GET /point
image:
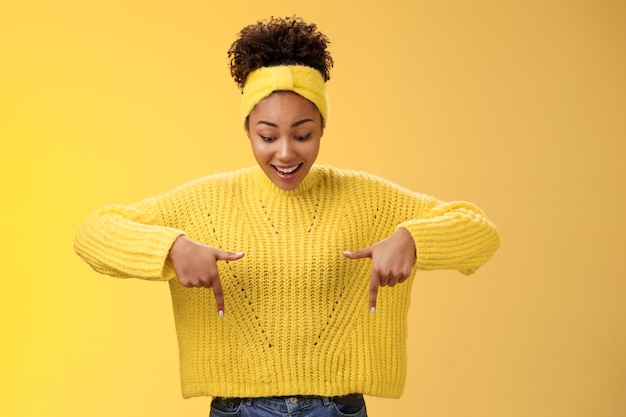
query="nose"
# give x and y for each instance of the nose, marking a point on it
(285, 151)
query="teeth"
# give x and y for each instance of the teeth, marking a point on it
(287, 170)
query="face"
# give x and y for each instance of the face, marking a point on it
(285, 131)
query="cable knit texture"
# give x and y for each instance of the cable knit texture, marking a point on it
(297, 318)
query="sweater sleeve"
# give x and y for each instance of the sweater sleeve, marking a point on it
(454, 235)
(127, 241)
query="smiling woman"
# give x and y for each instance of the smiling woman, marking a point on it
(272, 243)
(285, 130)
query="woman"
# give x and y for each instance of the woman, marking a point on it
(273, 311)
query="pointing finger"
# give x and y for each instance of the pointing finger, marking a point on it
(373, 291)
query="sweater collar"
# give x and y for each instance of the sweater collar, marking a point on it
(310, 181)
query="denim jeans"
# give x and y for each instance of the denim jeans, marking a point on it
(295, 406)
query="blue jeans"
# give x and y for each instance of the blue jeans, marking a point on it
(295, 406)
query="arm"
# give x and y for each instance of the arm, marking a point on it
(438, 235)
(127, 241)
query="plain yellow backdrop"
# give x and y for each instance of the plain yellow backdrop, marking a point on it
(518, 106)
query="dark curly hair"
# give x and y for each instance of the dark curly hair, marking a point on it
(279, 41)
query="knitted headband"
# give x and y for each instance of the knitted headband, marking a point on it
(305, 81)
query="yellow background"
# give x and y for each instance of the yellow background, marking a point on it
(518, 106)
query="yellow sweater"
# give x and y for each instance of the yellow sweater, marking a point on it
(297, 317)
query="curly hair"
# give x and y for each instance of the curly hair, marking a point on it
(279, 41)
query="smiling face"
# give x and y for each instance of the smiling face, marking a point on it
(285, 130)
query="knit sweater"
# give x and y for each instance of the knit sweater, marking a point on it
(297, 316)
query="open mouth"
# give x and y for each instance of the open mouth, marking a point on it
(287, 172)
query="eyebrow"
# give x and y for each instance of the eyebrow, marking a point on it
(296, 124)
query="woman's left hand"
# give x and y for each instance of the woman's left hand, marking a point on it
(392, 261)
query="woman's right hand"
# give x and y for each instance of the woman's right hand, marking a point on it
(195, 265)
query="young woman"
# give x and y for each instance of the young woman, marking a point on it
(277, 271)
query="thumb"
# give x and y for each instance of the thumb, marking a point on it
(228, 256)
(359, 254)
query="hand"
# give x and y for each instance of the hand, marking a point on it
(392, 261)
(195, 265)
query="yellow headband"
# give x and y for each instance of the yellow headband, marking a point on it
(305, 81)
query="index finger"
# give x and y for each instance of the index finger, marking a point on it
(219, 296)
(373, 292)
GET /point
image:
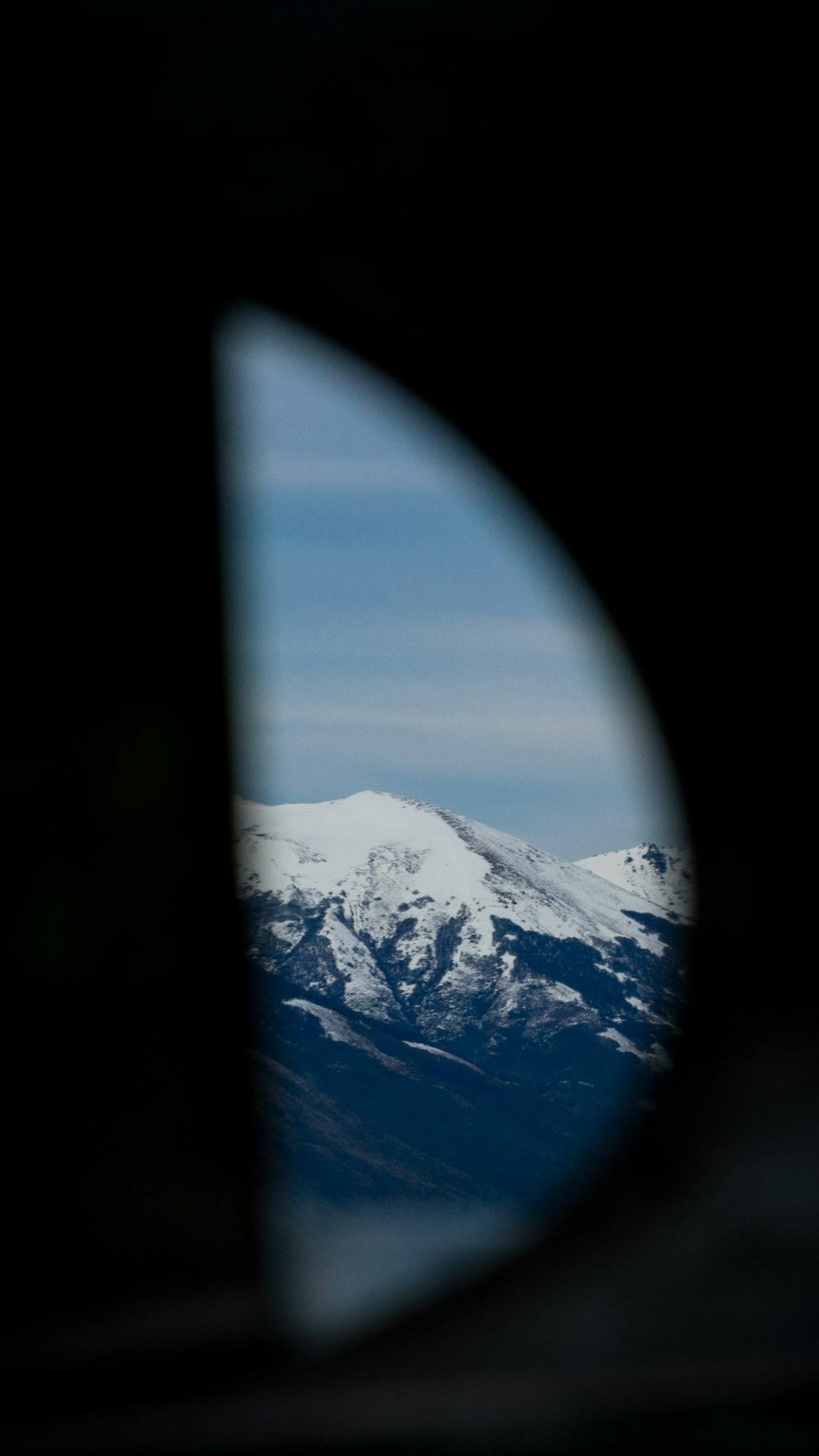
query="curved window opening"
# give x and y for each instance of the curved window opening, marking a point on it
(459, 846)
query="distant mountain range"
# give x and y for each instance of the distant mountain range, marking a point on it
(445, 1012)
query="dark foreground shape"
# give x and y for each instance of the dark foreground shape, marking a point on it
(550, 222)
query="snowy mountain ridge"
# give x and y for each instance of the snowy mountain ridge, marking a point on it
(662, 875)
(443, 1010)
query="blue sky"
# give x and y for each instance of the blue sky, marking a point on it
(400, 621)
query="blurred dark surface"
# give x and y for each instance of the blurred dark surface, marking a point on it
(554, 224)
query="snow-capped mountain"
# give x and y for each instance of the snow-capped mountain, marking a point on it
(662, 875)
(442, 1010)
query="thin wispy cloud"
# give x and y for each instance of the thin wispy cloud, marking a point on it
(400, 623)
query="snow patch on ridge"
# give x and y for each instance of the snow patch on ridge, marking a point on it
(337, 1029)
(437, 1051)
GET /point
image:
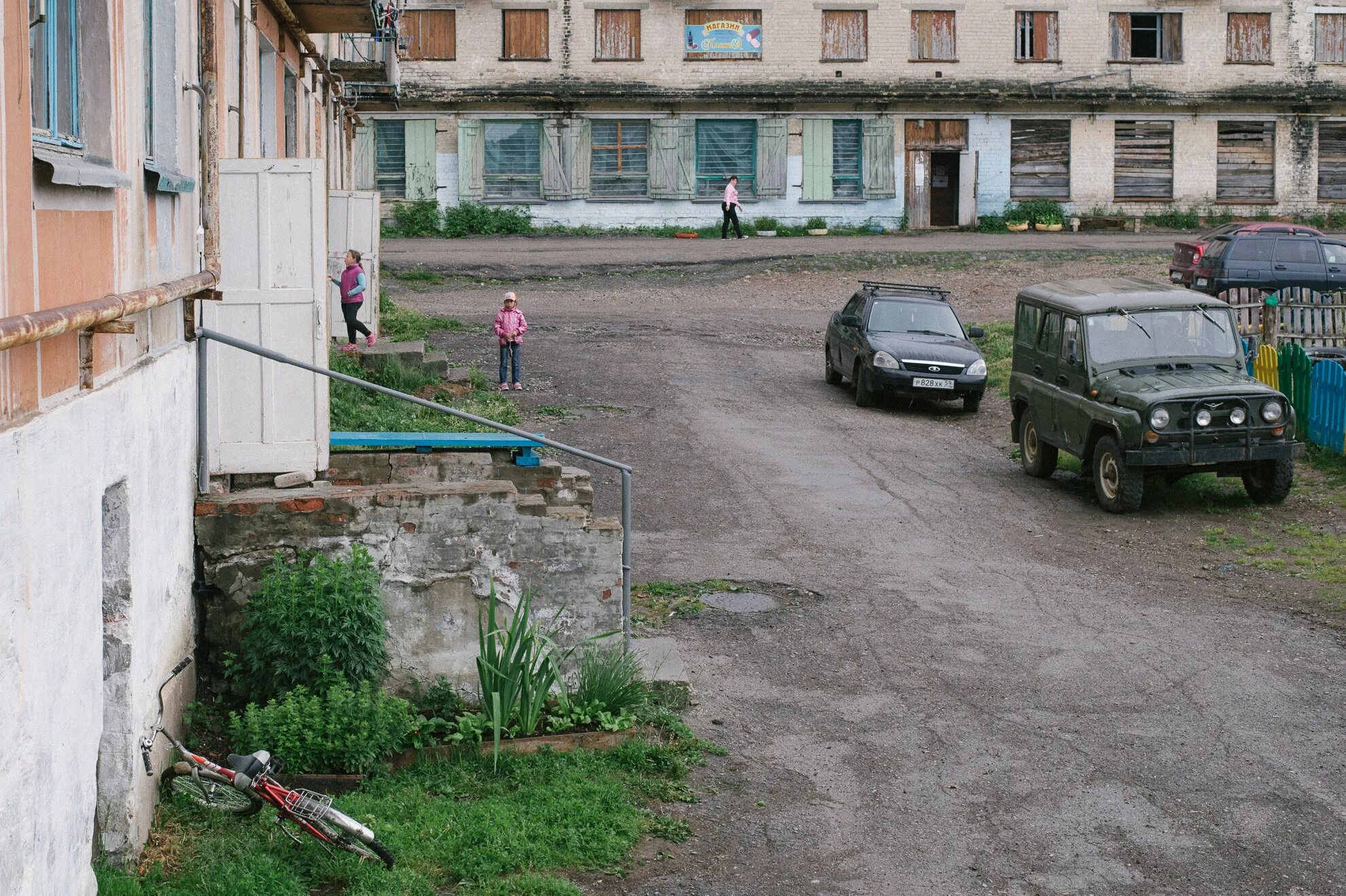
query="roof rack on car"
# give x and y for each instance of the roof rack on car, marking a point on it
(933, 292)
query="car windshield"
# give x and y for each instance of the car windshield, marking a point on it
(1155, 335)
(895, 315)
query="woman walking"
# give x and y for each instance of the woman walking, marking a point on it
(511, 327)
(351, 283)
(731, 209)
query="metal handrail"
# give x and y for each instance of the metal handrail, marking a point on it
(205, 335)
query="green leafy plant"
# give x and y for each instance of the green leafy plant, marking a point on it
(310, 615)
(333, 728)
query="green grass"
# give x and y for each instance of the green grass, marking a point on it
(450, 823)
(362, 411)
● ● ●
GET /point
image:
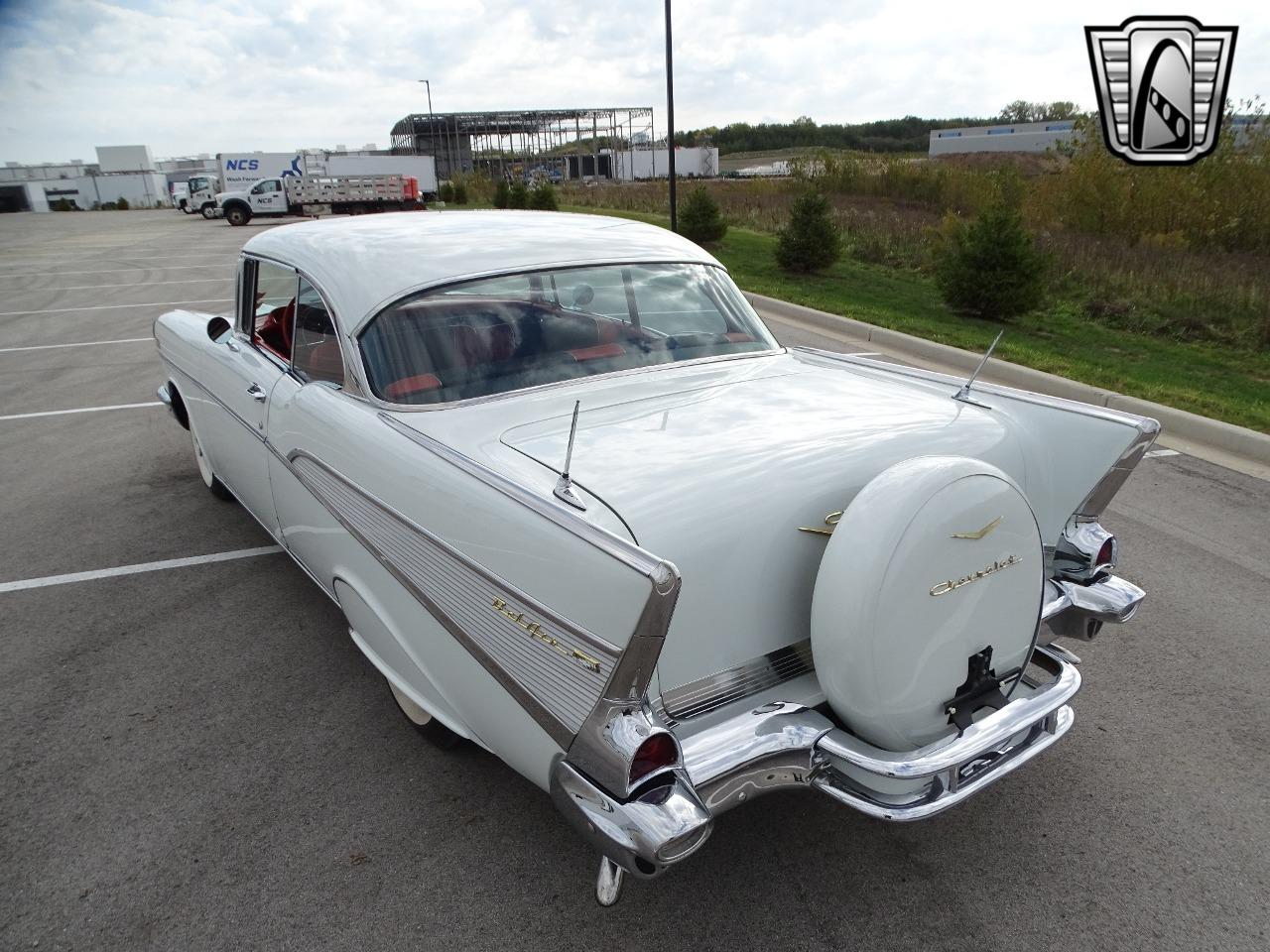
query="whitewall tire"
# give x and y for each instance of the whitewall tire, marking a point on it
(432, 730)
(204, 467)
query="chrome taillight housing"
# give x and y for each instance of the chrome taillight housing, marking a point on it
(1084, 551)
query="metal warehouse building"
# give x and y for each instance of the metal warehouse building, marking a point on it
● ● ●
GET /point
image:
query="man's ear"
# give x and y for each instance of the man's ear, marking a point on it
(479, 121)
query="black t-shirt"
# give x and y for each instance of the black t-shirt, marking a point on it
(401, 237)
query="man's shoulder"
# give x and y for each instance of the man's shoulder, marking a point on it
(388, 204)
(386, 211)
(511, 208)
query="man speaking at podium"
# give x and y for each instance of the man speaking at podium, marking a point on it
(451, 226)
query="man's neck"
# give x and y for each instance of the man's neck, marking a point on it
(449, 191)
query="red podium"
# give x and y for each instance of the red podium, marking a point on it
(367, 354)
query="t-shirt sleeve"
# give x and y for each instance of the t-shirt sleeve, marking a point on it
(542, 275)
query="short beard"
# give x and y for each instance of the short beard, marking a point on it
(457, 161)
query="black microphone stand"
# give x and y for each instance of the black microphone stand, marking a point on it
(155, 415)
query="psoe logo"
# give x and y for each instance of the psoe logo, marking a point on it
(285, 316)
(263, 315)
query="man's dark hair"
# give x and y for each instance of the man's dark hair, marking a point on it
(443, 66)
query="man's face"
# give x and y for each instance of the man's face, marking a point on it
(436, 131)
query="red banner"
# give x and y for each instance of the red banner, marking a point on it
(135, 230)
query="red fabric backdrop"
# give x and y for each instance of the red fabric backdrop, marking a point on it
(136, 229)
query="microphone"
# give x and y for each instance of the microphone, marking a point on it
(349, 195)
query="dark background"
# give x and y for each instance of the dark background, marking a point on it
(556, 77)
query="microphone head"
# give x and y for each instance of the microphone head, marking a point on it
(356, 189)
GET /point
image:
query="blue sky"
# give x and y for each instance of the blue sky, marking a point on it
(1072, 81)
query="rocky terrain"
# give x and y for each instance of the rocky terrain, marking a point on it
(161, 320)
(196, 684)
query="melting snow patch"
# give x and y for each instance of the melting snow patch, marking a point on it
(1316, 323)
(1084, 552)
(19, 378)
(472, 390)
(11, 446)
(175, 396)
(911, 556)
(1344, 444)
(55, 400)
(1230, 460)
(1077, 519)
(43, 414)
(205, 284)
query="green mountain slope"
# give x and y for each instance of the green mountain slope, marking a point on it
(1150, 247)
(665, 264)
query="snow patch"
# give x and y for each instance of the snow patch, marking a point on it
● ● ●
→ **Qué hacer**: Indica cuántas líneas de los registros de arriba contienen la palabra "backdrop", teniendo en cuenta mayúsculas y minúsculas. Responde solo con el número.

→ **Resultado**: 4